══ Entries ══
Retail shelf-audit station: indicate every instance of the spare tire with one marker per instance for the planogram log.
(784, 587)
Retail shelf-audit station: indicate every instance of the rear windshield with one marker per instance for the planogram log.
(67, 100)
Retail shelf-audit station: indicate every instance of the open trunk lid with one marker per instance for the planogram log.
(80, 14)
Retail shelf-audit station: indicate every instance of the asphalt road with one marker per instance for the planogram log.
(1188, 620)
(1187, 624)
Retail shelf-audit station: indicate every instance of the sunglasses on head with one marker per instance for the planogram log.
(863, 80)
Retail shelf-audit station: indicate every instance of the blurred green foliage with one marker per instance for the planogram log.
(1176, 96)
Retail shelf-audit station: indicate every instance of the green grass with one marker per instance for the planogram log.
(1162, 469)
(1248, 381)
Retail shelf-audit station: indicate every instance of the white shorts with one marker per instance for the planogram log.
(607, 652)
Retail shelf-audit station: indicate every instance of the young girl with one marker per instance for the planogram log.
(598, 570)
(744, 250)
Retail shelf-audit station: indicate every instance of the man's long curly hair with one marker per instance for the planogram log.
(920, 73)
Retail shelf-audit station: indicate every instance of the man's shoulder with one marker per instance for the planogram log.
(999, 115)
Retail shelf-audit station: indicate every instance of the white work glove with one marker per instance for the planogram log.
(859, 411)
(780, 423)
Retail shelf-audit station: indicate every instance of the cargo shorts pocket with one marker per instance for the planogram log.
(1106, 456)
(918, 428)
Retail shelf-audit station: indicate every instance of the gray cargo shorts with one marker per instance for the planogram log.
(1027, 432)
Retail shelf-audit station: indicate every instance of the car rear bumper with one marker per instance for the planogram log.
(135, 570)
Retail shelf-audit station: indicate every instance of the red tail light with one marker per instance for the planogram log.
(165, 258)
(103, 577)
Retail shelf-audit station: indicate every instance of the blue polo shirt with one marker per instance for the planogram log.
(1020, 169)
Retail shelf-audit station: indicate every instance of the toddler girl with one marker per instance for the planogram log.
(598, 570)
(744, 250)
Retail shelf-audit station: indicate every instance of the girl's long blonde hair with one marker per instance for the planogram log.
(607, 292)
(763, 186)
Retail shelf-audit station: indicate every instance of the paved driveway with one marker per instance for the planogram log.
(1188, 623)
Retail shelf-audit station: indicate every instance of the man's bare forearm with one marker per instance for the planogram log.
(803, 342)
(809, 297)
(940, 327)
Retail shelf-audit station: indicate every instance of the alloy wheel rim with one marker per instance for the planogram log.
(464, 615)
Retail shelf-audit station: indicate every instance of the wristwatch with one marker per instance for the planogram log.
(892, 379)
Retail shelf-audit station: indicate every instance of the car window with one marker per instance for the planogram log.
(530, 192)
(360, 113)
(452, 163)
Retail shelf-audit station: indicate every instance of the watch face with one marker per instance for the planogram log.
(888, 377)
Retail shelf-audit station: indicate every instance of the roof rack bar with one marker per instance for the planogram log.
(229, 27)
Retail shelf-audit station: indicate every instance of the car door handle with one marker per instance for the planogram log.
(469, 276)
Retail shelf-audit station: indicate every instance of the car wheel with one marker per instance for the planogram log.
═══
Set all of the records down again, exactly as they stand.

Result of this task —
Retail shelf-audit station: indicate every instance of the spare tire with one marker per instance for the planogram log.
(784, 587)
Retail shelf-audit station: indicate every instance of the rear windshield with one marker per instance for the planogram log.
(67, 100)
Retail shelf-audit station: indicate every instance of the open trunk lid with one marker per instance for the planogram log.
(80, 14)
Retail shelf-audit station: indicate every instance of the asphalt road with one marker per instance for the planogram log.
(1188, 620)
(1187, 624)
Retail shelf-audit station: indicate every instance of the sunglasses on head with one marker per instance for the planogram log.
(863, 80)
Retail shelf-audit station: indicate every instance of the blurred green foliage with one marker per instance for the planogram log.
(1176, 96)
Retail shelf-audit station: indicate every instance of the green grass with one marker per instance for the planogram log.
(1162, 469)
(1248, 381)
Retail shelf-audit station: indicate every instance of the white shorts with one marker per instance for the planogram log.
(607, 652)
Retail shelf-audit station: indicate every instance of the young girl with one marker per instance for the planogram log.
(598, 570)
(744, 250)
Retail shelf-audit station: indicate every instance of the man's long curly hair with one marker per instance for the planogram log.
(920, 73)
Retail shelf-audit station: indicate every instance of the man's shoulder with one marker per instance for the planogram log.
(999, 115)
Retail shelf-audit station: indicate every instance of the white work glove with one marker per instance for the planogram log.
(859, 411)
(780, 423)
Retail shelf-audit station: indicate every instance of the cargo shorts pocket with one marker per instance for the planogram log.
(1106, 456)
(918, 428)
Retail shelf-audit station: indicate every instance of the gray cargo shorts with one marker per instance for the planogram log.
(1027, 432)
Retail shelf-audit station: indicate every instance of the car rear bumper with one marker per instance for the planogram log.
(135, 570)
Retail shelf-audit station: indicate every instance of the red tail light with one marker per instance for the planogram log.
(165, 258)
(103, 577)
Retail shelf-audit station: indicate every instance of the blue polo shirt with one marker per instance for the planogram log.
(1020, 169)
Retail shelf-audit station: indicate every instance of the toddler girl with one marker per instance for the planogram log.
(598, 570)
(744, 250)
Retail shelf-audit station: indicate every instance of the girl's long blonde hair with one marker per instance for the planogram log.
(607, 292)
(763, 186)
Retail shelf-audit station: indicate every instance of the paved driveway with one marker per instance for the planogram log.
(1188, 623)
Retail shelf-audit station: indicate every instance of the man's bare forearm with one marker per instance for the planogram log.
(803, 342)
(809, 297)
(940, 327)
Retail shelf-audit station: indicate every instance of the alloy wheel rim with one marker per instance for the planogram log.
(464, 615)
Retail shelf-audit station: indicate every instance of the wristwatch with one marker per instance for the planogram log.
(892, 379)
Retail shelf-audit station: indicate every instance of the car window with one marker per instance for the planogram log.
(530, 192)
(360, 113)
(452, 163)
Retail shelf-audit station: indicate every instance of the watch face with one marker per instance for the planogram log.
(888, 377)
Retail shelf-audit station: indicate every instance of the roof rack bar with one marker per instance for the planogram log.
(229, 27)
Retail shelf-audit station: indicate every instance of the car door handle with one marker per instance for the planogram log.
(469, 276)
Retail shelf-audit station: indicate every instance of the car wheel with one marker per instance for the planogram log.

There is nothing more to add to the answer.